Copy out each of the following lines exactly as it stands.

--- START OF TASK INPUTS ---

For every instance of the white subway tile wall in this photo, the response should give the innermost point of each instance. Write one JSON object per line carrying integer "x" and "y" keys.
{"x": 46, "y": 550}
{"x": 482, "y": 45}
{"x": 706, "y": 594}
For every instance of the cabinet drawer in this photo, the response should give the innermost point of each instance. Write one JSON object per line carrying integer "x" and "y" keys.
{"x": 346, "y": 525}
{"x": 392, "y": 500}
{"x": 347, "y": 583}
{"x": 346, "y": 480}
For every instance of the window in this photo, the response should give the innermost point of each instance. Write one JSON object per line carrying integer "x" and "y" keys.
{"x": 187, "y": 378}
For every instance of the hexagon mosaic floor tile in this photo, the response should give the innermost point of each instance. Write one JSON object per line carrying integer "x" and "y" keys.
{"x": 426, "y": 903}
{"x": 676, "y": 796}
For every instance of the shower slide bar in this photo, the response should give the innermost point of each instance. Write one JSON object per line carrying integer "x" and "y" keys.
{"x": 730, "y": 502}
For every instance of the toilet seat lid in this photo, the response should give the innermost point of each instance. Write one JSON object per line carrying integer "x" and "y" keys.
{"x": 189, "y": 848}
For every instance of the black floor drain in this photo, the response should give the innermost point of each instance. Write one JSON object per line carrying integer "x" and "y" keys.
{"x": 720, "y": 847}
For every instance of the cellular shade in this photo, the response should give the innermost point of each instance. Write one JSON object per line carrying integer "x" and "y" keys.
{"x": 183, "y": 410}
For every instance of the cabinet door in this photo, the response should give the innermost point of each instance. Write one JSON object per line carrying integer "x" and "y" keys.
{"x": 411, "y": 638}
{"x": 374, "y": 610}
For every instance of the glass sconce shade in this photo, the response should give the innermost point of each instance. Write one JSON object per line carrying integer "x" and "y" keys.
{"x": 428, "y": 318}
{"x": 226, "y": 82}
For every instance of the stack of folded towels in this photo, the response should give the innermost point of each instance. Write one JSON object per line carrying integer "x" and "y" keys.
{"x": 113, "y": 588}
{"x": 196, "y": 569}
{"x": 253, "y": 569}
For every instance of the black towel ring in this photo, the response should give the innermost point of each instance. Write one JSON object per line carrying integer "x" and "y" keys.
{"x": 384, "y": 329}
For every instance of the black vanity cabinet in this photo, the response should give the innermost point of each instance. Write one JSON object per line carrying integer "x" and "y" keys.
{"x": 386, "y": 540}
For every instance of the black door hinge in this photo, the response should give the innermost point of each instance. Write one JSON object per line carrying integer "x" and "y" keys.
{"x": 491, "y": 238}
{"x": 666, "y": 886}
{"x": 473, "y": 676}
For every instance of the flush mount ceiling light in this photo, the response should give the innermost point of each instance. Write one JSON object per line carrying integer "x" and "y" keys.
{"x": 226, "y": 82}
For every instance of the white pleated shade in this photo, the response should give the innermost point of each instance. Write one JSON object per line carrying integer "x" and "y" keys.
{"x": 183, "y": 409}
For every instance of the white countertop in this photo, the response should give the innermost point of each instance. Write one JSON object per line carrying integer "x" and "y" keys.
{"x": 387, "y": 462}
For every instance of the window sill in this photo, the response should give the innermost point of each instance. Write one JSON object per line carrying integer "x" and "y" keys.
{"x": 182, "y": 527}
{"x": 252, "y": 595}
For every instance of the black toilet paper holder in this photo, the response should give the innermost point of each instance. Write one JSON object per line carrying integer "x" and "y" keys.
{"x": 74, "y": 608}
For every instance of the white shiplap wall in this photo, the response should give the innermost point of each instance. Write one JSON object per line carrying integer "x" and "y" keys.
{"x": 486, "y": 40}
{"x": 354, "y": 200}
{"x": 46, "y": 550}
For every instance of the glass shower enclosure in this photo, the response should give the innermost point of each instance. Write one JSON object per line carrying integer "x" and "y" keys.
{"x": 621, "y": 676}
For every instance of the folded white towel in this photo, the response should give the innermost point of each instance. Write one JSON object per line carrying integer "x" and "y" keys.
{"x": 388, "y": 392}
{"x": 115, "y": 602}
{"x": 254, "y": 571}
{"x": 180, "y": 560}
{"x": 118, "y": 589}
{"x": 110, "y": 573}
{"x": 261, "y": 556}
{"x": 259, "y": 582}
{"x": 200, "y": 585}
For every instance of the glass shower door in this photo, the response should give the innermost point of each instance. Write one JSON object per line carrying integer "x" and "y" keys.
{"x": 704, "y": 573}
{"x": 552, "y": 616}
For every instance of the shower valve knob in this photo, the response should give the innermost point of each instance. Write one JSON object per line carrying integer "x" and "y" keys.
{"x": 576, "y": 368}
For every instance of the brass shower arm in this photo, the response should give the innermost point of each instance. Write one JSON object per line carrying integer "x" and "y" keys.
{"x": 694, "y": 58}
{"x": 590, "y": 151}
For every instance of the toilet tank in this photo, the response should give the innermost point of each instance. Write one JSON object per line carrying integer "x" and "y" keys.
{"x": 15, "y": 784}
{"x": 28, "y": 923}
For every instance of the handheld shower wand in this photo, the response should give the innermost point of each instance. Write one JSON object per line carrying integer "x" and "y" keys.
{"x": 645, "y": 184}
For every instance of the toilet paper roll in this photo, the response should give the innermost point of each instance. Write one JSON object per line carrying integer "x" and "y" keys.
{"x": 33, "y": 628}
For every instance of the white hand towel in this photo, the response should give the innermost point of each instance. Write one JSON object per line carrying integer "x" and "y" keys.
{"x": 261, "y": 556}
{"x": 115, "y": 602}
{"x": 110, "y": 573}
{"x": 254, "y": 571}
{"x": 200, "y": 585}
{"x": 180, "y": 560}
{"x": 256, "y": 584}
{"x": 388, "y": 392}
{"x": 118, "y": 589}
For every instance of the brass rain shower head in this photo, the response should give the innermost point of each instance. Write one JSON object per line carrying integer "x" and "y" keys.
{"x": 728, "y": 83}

--- END OF TASK INPUTS ---

**ANSWER FOR THE TASK:**
For every instance of the white subway tile wall in this photo, the response should give the innermost point of each instance. Write one JSON object per line carrying integer "x" and "y" keys.
{"x": 46, "y": 550}
{"x": 482, "y": 45}
{"x": 706, "y": 594}
For every instance of the cabinet drawer in this photo, the response should give the innermost point of each instance. Write one JSON object per line carrying integer "x" and "y" keys.
{"x": 346, "y": 525}
{"x": 392, "y": 500}
{"x": 347, "y": 583}
{"x": 346, "y": 480}
For every instance of the window in this photo, the response should give the innermost point of each instance. Write one JSON object per line carrying integer "x" and "y" keys.
{"x": 187, "y": 378}
For every instance of the hexagon mosaic floor tile in this photo, the response should give the innermost point of each instance. Write one JSON object per line carrying integer "x" and "y" keys.
{"x": 426, "y": 903}
{"x": 676, "y": 796}
For every instance of the shower slide bar in this photo, the response should give the innermost point of each instance. Write one JSON object per line carrying integer "x" and "y" keys.
{"x": 730, "y": 502}
For every instance of the toilet seat lid in this photo, the response should give the innermost point of each instance. Write one JSON object per line carrying integer "x" and "y" keys.
{"x": 189, "y": 848}
For every instance of the black floor drain in this photo, the response should give the innermost point of each instance. Write one JSON object per line carrying integer "x" and "y" keys.
{"x": 720, "y": 847}
For every instance of the cellular shade in this photo, the response should give the innermost point of each instance. Write one JSON object per line carrying integer "x" and "y" keys.
{"x": 183, "y": 410}
For every instance of the cabinet door in this photo, the response should give the innermost point of each instance. Write one JSON object per line carrying integer "x" and "y" keys.
{"x": 411, "y": 638}
{"x": 374, "y": 610}
For every instance of the glass sconce shade in this photo, the response should give the innermost point of each instance. Write one JSON object per line carrying integer "x" and "y" keys.
{"x": 428, "y": 318}
{"x": 226, "y": 82}
For every instance of the stack of folded towels in this photo, the response should give the innermost point of each instance. Write one JSON object per line carrying integer "x" and "y" keys.
{"x": 113, "y": 588}
{"x": 196, "y": 569}
{"x": 253, "y": 569}
For every instance of the black towel ring in this photo, the response should give the innermost point of each instance. Write one JSON object per line carrying integer "x" and "y" keys.
{"x": 384, "y": 329}
For every instance of the black vanity cabinet in this photo, the response should give the innermost point of each instance. Write one JSON object per line carrying integer "x" and "y" keys.
{"x": 386, "y": 540}
For every instance of the black door hinge in this photo, the response should give the innermost point of each instance. Write one JSON object per line carrying integer "x" and "y" keys.
{"x": 491, "y": 238}
{"x": 666, "y": 886}
{"x": 473, "y": 676}
For every instance of the flush mount ceiling light in this photo, the response should give the innermost point of each instance. Write one JSON object per line carrying integer "x" and "y" keys.
{"x": 226, "y": 82}
For every instance of the white pleated shade in this photo, the response should give the innermost point of each instance. Write one JSON object per line carrying integer "x" and "y" keys.
{"x": 183, "y": 409}
For every instance of the white countertop in this photo, the response should give the innermost point of each instance. Write one JSON object per line carrying integer "x" and "y" keys.
{"x": 387, "y": 462}
For every instance of the window sill in this photo, the response should give the innermost point of each instance. Write one JSON object per line carrying integer "x" and "y" keys.
{"x": 182, "y": 527}
{"x": 252, "y": 595}
For every instance of the black toilet paper holder in this photo, the response should give the innermost point of each instance. Write one JSON object per line carrying integer "x" and "y" keys.
{"x": 74, "y": 608}
For every instance of the white shiplap wall in this photo, the response should give the innermost point of each instance. Write one JSON object per line carrying integer "x" and "y" keys.
{"x": 486, "y": 40}
{"x": 354, "y": 200}
{"x": 46, "y": 550}
For every instance of the glass shower enclosure in this photo, the response should give the innermost point of each instance. Write one JSON object per line carrying integer "x" and "y" keys.
{"x": 621, "y": 676}
For every instance of the folded white towel in this photo, the response should give the innermost point of each instance. Write one JSON object per line carrying integer "x" and "y" keys.
{"x": 388, "y": 392}
{"x": 115, "y": 602}
{"x": 254, "y": 571}
{"x": 180, "y": 560}
{"x": 118, "y": 589}
{"x": 110, "y": 573}
{"x": 261, "y": 556}
{"x": 259, "y": 582}
{"x": 200, "y": 585}
For every instance of the glass shower door in this photo, the response should give the innermost point of each instance. Write one JSON object per line carrying integer "x" and "y" keys.
{"x": 704, "y": 573}
{"x": 552, "y": 616}
For every instance of the shower valve knob in this photo, the response should give the innermost point of each instance. Write one JSON object per line carrying integer "x" and "y" keys.
{"x": 576, "y": 368}
For every instance of the brass shower arm in this photo, the response should give the innermost point of each instance. Write one JSON object per line carrying integer "x" and "y" keys.
{"x": 694, "y": 58}
{"x": 590, "y": 151}
For every instance of the toilet tank in this photo, the response should give the innermost point of each instance. Write one JSON object per line carrying integer "x" and "y" keys.
{"x": 15, "y": 784}
{"x": 28, "y": 923}
For every instance of the handheld shower wand in this photo, the response should give the innermost point of each instance. Write one JSON object per line carrying integer "x" and "y" keys.
{"x": 645, "y": 184}
For every instance of the toilet paper roll in this photo, the response should give the innermost point of each instance. Write one JSON object per line carrying integer "x" and "y" keys.
{"x": 33, "y": 628}
For every instance of the white hand towel in this photo, the response should give the innermost point of each instance. Write one JSON object per line carrying integer "x" and "y" keys.
{"x": 261, "y": 556}
{"x": 115, "y": 602}
{"x": 110, "y": 573}
{"x": 254, "y": 571}
{"x": 200, "y": 585}
{"x": 180, "y": 560}
{"x": 256, "y": 584}
{"x": 388, "y": 392}
{"x": 118, "y": 589}
For every instance of the brass rain shower head in this photo, the response should give the innermost point of each instance. Write one JSON object per line carrying integer "x" and "y" keys.
{"x": 728, "y": 83}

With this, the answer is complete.